**REQUIRED WORK**: Rewrite the records below, putting "side-by-side refrigerator" wherever "french door refrigerator" appears and keeping everything else the same. Omit the pictures from your answer.
------------------------------------------------------------
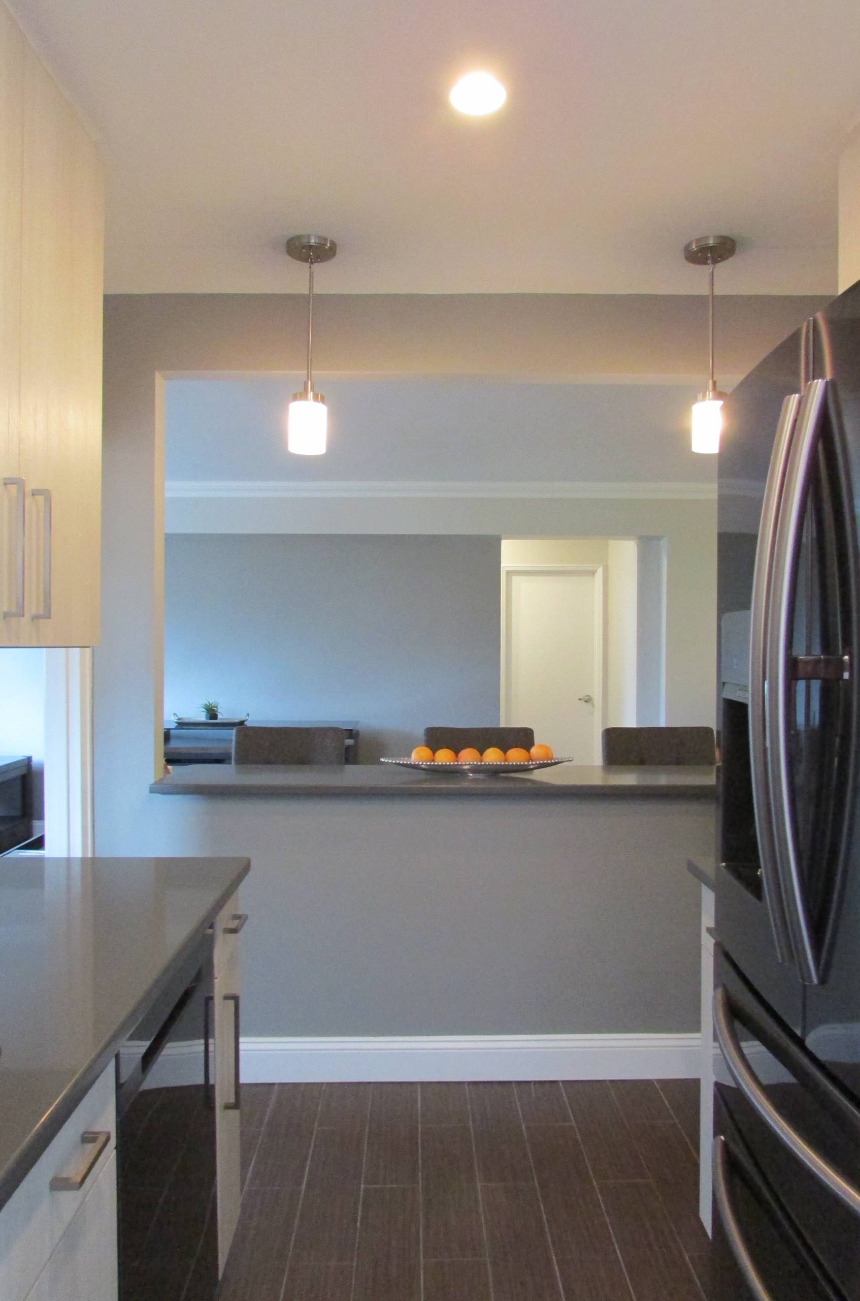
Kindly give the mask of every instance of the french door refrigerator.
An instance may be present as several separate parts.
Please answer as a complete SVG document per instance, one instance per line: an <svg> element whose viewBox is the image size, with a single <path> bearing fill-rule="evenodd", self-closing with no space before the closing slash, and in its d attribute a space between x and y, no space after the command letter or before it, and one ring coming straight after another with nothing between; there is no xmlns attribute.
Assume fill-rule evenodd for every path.
<svg viewBox="0 0 860 1301"><path fill-rule="evenodd" d="M860 1301L860 284L725 403L715 1296Z"/></svg>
------------------------------------------------------------
**OUTPUT**:
Kindly give the mask of every instance of the side-by-side refrigerator.
An instance may be present as several separate parts.
Please answer as a complete SVG document per instance, one instance per line: an <svg> element whose viewBox is the image size, with a single <path> bearing fill-rule="evenodd", self-closing with no space before the closing slash, and in its d attribute a space between x and y, no space after the command letter or before it, and one ring coming straight after another with nothing between; there is no xmlns attribute.
Assume fill-rule evenodd for every path.
<svg viewBox="0 0 860 1301"><path fill-rule="evenodd" d="M860 1301L860 284L725 403L715 1296Z"/></svg>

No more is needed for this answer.